_Exercises to complete:_
**a.** How would you translate this sentence from the cleaner-brush excerpt into Spanish: "Next, the brush 100 is engaged with the stationary photoreceptor belt 10 and rotated thereagainst."
**b.** In the cleaner-brush excerpt, what is the passage between "It is noted" and "at this time.", inclusive? Quote it.

It is noted that variations may be made to this basic procedure. The following examples are three such variations in the present invention. After developing a toner patch 90 of sufficient width to overlap the brush 100 (or brushes) on the photoreceptor belt 10, the toner patch 90 on the moving photoreceptor belt 10 is moved under or into alignment with the cleaner brush 100 (or brushes) which has been retracted away from the photoreceptor belt 10. Next, the brush 100 is engaged with the stationary photoreceptor belt 10 and rotated thereagainst. Then the brush 100 is once again retracted so that the toner patch 90 is not disturbed before a measurement can be made of the nip width 115. Then the measurement and conversion steps previously described, occur at this time.

Referring to Figure 1B, an alternate embodiment of the present invention, is to develop a toner patch 90 of sufficient width to overlap the brush 100 (or brushes) on the photoreceptor belt 10 surface. The toner patch 90 is then moved under the brush 100 and the brush is biased electrostatically to the same polarity as the toner to prevent cleaning of the toner by the non rotating brush or brushes. In the next step of this embodiment, the bias is removed from the brush and the brush is then rotated against the stationary photoreceptor belt 10. Next, during removal of the toner patch 90 from under the electrostatic brush is once again biased to the same polarity as the toner so as not to remove toner from the toner patch 90 by the brush before a measurement is made. The measurement and conversion steps described above would then occur at this point.

Another embodiment of the present invention is to develop the toner patch 90 of sufficient width to overlap the brush 100 (see Figure 1A) (or brushes - see Figure 5) on the photoreceptor surface. Then, the brush is stopped from rotating and no bias is applied to the brush as the toner patch is moved under the cleaning brush or brushes. The brush fibers dragging through the toner pile will disturb but not remove the toner with the exception that some of the lead edge of the toner patch may be removed. The brushes are then rotated against the stationary photoreceptor while the detoning device (e.g. air, flicker bar, detoning roll 105 - see Figure 1B) is disabled. Next the toner patch is removed from alignment or under the cleaner brush while the brush is not rotating nor having a biased applied to the brush. The poor detoning of the stationary brush (i.e. because the detone has been disabled) prevents significant disturbance of the toner patch in the nip. The measurement and conversion steps described above would then occur at this point.

_Extracted data:_
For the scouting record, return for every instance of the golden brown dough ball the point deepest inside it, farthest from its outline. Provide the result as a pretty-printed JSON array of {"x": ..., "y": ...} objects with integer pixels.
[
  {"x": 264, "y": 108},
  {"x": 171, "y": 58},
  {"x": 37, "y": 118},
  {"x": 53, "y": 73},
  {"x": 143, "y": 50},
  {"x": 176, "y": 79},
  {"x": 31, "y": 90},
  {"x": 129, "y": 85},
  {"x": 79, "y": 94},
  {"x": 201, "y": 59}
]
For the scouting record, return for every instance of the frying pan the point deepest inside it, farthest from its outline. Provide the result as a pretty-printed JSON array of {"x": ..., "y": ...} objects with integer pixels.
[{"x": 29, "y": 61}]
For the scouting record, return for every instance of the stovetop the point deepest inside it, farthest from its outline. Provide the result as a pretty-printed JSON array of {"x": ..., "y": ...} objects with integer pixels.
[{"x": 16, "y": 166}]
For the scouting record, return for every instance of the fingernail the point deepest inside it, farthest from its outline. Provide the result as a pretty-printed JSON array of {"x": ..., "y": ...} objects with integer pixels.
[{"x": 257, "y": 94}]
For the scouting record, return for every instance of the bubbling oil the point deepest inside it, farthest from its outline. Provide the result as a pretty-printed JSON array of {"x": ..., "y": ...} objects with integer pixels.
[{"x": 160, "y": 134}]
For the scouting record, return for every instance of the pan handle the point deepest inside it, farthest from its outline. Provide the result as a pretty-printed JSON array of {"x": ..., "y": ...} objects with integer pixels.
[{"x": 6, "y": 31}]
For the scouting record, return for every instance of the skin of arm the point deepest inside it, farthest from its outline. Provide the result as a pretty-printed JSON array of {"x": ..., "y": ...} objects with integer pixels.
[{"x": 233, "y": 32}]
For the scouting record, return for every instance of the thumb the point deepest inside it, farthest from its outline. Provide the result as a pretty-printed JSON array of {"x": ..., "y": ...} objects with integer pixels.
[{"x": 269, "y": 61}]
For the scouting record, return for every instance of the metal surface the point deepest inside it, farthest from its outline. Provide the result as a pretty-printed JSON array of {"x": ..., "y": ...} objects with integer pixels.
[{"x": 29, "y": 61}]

_Results for the exercise:_
**a.** A continuación, el cepillo 100 se pone en contacto con la banda fotorreceptora 10 inmóvil y se hace girar contra ella.

**b.**
It is noted that variations may be made to this basic procedure. The following examples are three such variations in the present invention. After developing a toner patch 90 of sufficient width to overlap the brush 100 (or brushes) on the photoreceptor belt 10, the toner patch 90 on the moving photoreceptor belt 10 is moved under or into alignment with the cleaner brush 100 (or brushes) which has been retracted away from the photoreceptor belt 10. Next, the brush 100 is engaged with the stationary photoreceptor belt 10 and rotated thereagainst. Then the brush 100 is once again retracted so that the toner patch 90 is not disturbed before a measurement can be made of the nip width 115. Then the measurement and conversion steps previously described, occur at this time.